- **EXERCISE AIM**
Look through the listing below for lines containing the word "mirror". State only their number.
————————
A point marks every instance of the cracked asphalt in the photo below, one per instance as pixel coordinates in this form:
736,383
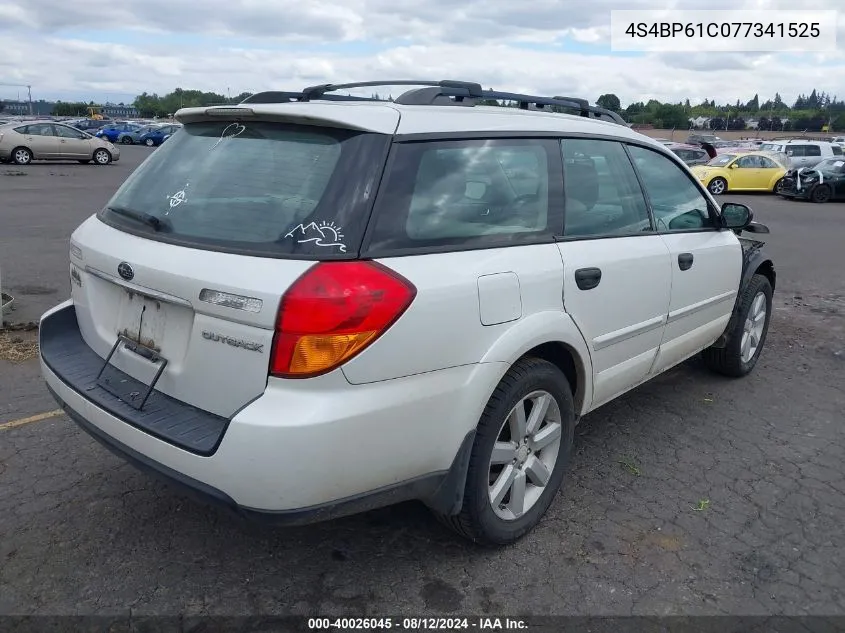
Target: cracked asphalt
692,495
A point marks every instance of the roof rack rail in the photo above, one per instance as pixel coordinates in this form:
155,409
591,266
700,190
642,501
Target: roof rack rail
318,92
443,92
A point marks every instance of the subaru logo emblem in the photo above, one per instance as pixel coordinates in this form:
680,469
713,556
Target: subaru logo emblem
125,271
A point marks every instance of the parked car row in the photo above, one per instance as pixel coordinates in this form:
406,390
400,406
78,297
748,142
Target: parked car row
22,142
795,168
128,133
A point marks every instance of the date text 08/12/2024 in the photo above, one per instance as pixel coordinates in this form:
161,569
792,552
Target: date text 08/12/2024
417,624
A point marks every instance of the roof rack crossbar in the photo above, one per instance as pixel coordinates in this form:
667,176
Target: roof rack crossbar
458,90
277,96
442,92
317,92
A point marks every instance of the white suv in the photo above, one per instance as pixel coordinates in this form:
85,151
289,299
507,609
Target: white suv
803,153
310,308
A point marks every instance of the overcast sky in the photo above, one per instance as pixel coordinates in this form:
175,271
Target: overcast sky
114,49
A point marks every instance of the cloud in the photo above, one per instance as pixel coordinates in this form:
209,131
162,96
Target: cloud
545,46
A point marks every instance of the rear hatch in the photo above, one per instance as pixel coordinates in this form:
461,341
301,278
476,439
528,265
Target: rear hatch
191,257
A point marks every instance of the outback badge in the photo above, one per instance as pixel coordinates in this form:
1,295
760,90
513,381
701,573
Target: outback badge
125,271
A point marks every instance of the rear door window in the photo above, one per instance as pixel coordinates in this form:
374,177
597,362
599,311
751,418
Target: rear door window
602,194
258,188
467,194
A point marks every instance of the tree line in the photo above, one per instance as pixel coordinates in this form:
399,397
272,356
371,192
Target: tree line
808,112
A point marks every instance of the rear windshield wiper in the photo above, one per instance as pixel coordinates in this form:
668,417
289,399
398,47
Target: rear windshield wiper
158,224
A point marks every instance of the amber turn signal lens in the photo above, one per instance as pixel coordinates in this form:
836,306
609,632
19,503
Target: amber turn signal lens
313,354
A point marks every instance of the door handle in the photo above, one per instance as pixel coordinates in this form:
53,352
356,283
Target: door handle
587,278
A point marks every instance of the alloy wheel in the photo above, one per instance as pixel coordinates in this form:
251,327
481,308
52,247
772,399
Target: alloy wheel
752,331
524,455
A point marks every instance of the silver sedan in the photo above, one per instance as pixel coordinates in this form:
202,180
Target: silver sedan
25,141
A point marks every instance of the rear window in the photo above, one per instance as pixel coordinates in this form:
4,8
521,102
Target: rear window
260,188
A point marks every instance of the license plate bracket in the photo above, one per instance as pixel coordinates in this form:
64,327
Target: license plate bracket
130,390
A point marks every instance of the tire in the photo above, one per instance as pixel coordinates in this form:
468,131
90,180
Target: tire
717,186
102,156
21,156
821,194
530,380
729,360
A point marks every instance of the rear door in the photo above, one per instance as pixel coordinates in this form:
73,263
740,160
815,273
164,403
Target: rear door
72,144
472,224
42,140
705,262
617,273
192,255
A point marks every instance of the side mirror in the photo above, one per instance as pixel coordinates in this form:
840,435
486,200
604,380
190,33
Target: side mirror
————————
- **RESULT OF THIS TASK**
2